* _Given instruction A_
Output the entries as a Markdown table with the columns Row and Line. Begin at the entry line that contains "Task: locate the red", stop after the last line of the entries, number each row, and leave out blank lines.

0 Introduction

As a bridge between capacitors and batteries, supercapacitors (SCs), also known as electrochemical capacitors, hold substantial promise for next-generation power devices due to their rapid charge and discharge rate, high power density, long lifespan, high reliability, and low maintenance cost^[1-4]. To date, much efforts have been devoted to pseudocapacitor (RuO₂^[5], MnO₂^[6] and conducting polymers^[7] because they can achieve much higher charge storage than electrochemical double-layer capacitors (carbon materials^[8-9]).

Among the pesudocapacitor materials, layered double hydroxide (LDH), which is composed of brucite-like host layers and charge-compensating interlayer anions, has attracted a great deal of attention because of their high redox activity, relatively low cost, and environmentally friendly features^[10-11]. Besides the electrical double-layer capacitance acquired by their abundant slabs, in particular, several faradaic reactions of electrochemical active sites could occur on the surface or near the surface range for charge storage, leading to high energy storage and simultaneously maintaining a powerful performance^[12]. It is thus currently the subject of intensive research to fabricate LDH with different morphologies and examine associated electrochemical properties. However, the key issues limiting the widespread applications rest with its low high-rate performance and poor cycle life, which are mainly caused by the intrinsic insulation and the highly packed morphology^[13]. Therefore, it is crucial to enhance charge transfer kinetics and design rational architecture to fully utilize the redox reactions for high performance SCs. An effective way is to fabricate 1-D electroactive materials on conductive current-collecting substrates to form a binder-free electrode, which can provide fast ion and electron transfer as well as sufficient effective area between electrolyte ions and active materials for faradaic reactions. Practically, 3-D nickel foam (NF) has been applied to the substrate due to the relatively high surface area, conductivity and corrosion resistance to alkaline electrolyte^[14]. Zhang et al. synthesized 1-D mesoporous Co₃O₄ nanowire arrays on NF via a facial two-step strategy which showed a specific capacity of 1 160 F/g at 2 A/g and 820 F/g at 20 A/g^[15].

* _Lines of data_

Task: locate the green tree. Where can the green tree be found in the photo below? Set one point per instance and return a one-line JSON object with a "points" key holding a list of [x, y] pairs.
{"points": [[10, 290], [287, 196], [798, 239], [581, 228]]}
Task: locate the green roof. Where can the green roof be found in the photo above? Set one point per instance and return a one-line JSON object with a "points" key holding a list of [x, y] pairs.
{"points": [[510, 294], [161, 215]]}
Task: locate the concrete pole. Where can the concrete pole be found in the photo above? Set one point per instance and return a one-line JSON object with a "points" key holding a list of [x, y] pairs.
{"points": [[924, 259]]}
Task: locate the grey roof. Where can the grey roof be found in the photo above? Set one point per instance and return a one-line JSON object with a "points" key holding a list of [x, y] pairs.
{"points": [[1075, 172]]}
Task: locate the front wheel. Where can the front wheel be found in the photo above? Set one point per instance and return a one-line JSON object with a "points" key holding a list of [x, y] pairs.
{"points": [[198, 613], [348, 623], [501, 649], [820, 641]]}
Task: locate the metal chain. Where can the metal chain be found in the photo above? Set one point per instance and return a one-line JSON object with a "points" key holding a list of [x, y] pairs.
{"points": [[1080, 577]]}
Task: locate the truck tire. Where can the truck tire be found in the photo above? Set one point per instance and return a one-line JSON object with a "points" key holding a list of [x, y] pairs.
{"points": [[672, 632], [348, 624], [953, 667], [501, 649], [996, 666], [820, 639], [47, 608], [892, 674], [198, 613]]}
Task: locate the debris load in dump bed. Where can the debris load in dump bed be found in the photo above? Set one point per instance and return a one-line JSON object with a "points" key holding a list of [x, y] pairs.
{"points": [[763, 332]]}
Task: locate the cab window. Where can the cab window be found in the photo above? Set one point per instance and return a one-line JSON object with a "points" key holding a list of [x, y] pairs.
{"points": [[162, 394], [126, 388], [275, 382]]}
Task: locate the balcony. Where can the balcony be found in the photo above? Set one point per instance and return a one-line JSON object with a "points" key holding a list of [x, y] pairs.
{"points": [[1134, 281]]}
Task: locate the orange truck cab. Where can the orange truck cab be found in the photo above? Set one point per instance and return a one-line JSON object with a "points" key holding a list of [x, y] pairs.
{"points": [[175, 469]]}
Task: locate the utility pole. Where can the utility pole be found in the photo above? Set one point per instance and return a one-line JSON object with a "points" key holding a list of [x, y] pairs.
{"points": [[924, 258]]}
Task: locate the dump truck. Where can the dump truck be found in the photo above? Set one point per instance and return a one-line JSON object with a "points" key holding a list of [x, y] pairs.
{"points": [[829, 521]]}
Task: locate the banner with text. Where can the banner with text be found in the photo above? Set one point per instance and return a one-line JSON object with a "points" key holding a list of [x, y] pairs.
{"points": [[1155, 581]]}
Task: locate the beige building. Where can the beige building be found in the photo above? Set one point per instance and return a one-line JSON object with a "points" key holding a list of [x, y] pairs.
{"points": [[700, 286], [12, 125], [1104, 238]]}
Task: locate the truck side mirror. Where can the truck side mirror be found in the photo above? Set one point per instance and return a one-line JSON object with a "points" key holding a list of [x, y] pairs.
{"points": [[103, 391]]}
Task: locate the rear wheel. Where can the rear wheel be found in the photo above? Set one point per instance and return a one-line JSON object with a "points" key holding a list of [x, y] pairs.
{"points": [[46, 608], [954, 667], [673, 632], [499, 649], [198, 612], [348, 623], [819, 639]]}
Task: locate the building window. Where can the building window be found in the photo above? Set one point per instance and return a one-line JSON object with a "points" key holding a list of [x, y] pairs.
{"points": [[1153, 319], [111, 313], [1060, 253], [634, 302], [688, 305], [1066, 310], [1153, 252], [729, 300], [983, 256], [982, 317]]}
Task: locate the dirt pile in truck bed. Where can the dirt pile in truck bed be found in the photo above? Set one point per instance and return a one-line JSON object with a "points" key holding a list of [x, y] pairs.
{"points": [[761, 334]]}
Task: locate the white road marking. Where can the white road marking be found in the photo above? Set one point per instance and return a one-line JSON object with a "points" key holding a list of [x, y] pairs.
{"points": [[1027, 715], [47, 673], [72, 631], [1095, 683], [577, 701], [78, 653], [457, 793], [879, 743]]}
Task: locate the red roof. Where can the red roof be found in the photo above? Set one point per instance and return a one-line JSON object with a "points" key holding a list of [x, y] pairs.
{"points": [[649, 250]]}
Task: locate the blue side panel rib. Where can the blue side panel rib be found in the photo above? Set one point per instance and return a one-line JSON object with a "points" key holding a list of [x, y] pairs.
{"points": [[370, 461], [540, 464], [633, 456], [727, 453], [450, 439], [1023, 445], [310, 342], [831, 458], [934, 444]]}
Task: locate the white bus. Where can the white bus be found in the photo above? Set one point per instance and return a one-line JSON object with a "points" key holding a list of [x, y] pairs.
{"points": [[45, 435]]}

* _Given instruction B_
Reproduce word for word the passage of the supercapacitor introduction that begins at the words "As a bridge" and stops after "capacitors (carbon materials^[8-9]).".

* _Task response A_
| Row | Line |
|---|---|
| 1 | Task: locate the red roof. Where can the red roof be found in the photo above? Set one point per instance and return a one-line JSON object with a "points" key holding a list of [x, y] pairs. |
| 2 | {"points": [[649, 250]]} |
| 3 | Task: locate the blue side panel rib. Where can the blue side panel rib be found in the photo above? Set one point per instance and return a one-line JSON object with a "points" key holding a list of [x, y] pairs. |
| 4 | {"points": [[370, 461], [540, 464], [633, 456], [727, 453], [450, 439], [1023, 445], [310, 342], [831, 458], [934, 444]]} |
| 5 | Task: locate the white bus. Where can the white bus be found in the photo above? Set one point per instance and return a one-line JSON object with a "points" key holding a list of [x, y] pairs. |
| 6 | {"points": [[45, 435]]} |

* _Task response B_
As a bridge between capacitors and batteries, supercapacitors (SCs), also known as electrochemical capacitors, hold substantial promise for next-generation power devices due to their rapid charge and discharge rate, high power density, long lifespan, high reliability, and low maintenance cost^[1-4]. To date, much efforts have been devoted to pseudocapacitor (RuO₂^[5], MnO₂^[6] and conducting polymers^[7] because they can achieve much higher charge storage than electrochemical double-layer capacitors (carbon materials^[8-9]).